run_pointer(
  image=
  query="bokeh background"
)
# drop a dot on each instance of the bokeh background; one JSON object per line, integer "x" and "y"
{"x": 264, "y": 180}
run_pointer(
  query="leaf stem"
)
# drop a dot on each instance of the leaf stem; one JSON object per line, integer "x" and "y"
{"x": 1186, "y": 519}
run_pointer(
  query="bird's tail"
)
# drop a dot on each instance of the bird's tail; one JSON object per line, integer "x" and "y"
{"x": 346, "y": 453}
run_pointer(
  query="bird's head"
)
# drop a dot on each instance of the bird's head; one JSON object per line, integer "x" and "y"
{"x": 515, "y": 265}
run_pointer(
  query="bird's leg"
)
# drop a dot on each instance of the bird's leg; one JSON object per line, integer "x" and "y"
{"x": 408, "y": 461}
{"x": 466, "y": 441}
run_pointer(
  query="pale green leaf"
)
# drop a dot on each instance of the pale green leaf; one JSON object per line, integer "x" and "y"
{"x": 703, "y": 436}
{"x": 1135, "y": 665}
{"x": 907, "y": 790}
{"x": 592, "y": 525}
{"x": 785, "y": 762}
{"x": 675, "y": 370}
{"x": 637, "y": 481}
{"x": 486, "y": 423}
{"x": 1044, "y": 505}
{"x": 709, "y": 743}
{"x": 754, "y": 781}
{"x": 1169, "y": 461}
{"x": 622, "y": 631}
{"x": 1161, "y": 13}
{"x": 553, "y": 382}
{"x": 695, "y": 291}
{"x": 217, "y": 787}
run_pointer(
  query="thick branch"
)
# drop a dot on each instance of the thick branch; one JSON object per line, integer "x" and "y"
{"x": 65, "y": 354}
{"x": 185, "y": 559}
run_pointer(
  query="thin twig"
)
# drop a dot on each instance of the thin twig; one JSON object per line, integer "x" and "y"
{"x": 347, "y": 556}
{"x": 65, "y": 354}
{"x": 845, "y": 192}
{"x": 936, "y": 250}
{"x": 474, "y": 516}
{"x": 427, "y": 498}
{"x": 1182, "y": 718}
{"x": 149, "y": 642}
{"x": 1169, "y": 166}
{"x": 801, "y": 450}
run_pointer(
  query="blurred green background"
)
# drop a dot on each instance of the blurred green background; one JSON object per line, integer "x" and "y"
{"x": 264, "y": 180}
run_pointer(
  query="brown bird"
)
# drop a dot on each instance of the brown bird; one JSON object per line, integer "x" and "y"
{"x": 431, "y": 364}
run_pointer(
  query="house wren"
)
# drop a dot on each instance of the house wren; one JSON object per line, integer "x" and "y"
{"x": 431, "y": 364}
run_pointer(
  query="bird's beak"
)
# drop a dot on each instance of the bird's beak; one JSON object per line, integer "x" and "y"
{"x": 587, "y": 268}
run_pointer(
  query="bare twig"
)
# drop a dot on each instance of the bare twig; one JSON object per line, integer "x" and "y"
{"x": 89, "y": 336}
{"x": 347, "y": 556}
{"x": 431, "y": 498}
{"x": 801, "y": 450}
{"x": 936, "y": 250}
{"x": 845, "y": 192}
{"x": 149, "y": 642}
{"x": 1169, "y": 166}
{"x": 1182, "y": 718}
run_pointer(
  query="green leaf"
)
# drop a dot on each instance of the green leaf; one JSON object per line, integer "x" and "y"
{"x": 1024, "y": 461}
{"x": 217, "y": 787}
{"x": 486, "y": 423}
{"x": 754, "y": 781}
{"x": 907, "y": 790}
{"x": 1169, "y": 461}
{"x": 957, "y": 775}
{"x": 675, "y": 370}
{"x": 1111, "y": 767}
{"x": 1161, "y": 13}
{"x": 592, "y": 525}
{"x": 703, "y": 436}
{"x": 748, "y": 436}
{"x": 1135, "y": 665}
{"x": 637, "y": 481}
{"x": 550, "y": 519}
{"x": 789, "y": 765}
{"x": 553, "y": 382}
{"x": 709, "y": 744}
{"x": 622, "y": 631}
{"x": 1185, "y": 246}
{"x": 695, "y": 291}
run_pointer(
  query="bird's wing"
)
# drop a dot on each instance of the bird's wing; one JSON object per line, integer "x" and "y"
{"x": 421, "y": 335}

◆ ◆ ◆ ◆ ◆

» **How to complete this task**
Start to finish, copy the records above with no differences.

» **Exercise result**
run_pointer(
  image=
  query="bokeh background"
)
# drop a dot on each instance of the bokeh background; one JSON object per line, integer "x" and "y"
{"x": 264, "y": 180}
run_pointer(
  query="leaf stem"
)
# drop a dot on each instance of the leaf stem; one JSON object per line, integer "x" and "y"
{"x": 1186, "y": 519}
run_pointer(
  query="bird's tail"
)
# drop a dot on each instance of the bird's tail; one JSON object per line, integer "x" and "y"
{"x": 346, "y": 453}
run_pointer(
  query="bird's head"
)
# drop a dot on each instance of the bird's head; one JSON object per line, integer "x" and "y"
{"x": 515, "y": 265}
run_pointer(
  query="bird's leg"
)
# drop a dot on each instance of the bird's leg; one JSON object per line, integer "x" and "y"
{"x": 408, "y": 461}
{"x": 466, "y": 441}
run_pointer(
  query="pale green leaf"
)
# drop a dot on each instance of the pale green leaf; one JSON object per line, integer "x" and "y"
{"x": 703, "y": 436}
{"x": 1135, "y": 665}
{"x": 907, "y": 790}
{"x": 592, "y": 525}
{"x": 785, "y": 762}
{"x": 675, "y": 370}
{"x": 637, "y": 481}
{"x": 486, "y": 423}
{"x": 1044, "y": 505}
{"x": 709, "y": 743}
{"x": 754, "y": 781}
{"x": 1169, "y": 461}
{"x": 622, "y": 631}
{"x": 1161, "y": 13}
{"x": 553, "y": 382}
{"x": 695, "y": 291}
{"x": 217, "y": 787}
run_pointer(
  query="thick branch"
)
# drop a dot on each instance of the thick branch; one JSON object per line, integer "x" and "y"
{"x": 65, "y": 354}
{"x": 185, "y": 559}
run_pointer(
  query="thin twig"
)
# drop a dot on each instance of the thin twig; one JSON object per line, integer "x" and "y"
{"x": 347, "y": 556}
{"x": 65, "y": 354}
{"x": 845, "y": 192}
{"x": 936, "y": 250}
{"x": 474, "y": 516}
{"x": 427, "y": 498}
{"x": 1182, "y": 718}
{"x": 149, "y": 642}
{"x": 1169, "y": 166}
{"x": 801, "y": 450}
run_pointer(
  query="blurred green background"
)
# drop a dot on each instance of the blurred green background; one JSON object per line, integer "x" and "y"
{"x": 264, "y": 180}
run_pointer(
  query="brown bird"
)
# drop a dot on each instance of the brown bird; one JSON object per line, integer "x" and "y"
{"x": 431, "y": 364}
run_pointer(
  query="house wren"
)
# drop a dot on each instance of the house wren; one JSON object per line, integer "x" and "y"
{"x": 431, "y": 364}
run_pointer(
  query="bird's beak"
)
# drop a dot on each instance of the bird's beak; one JSON object per line, integer "x" and "y"
{"x": 587, "y": 268}
run_pointer(
  query="bare twig"
)
# drop a dot on each instance of the bare twig; one JSON object per line, integer "x" and "y"
{"x": 89, "y": 336}
{"x": 347, "y": 556}
{"x": 431, "y": 498}
{"x": 801, "y": 450}
{"x": 936, "y": 250}
{"x": 845, "y": 192}
{"x": 149, "y": 642}
{"x": 1169, "y": 166}
{"x": 1182, "y": 718}
run_pointer(
  query="green leaf"
)
# drop a dot on each instance of the green leaf; one JSON object per line, integer "x" and "y"
{"x": 1024, "y": 461}
{"x": 217, "y": 787}
{"x": 486, "y": 423}
{"x": 754, "y": 781}
{"x": 907, "y": 790}
{"x": 1169, "y": 461}
{"x": 957, "y": 775}
{"x": 675, "y": 370}
{"x": 1111, "y": 767}
{"x": 1161, "y": 13}
{"x": 592, "y": 525}
{"x": 703, "y": 436}
{"x": 748, "y": 436}
{"x": 1135, "y": 665}
{"x": 637, "y": 481}
{"x": 550, "y": 519}
{"x": 789, "y": 765}
{"x": 553, "y": 382}
{"x": 709, "y": 744}
{"x": 622, "y": 631}
{"x": 1185, "y": 246}
{"x": 695, "y": 291}
run_pointer(
  query="bird's wing"
)
# drop a dot on each instance of the bird's wing; one JSON object per line, integer "x" and "y"
{"x": 421, "y": 335}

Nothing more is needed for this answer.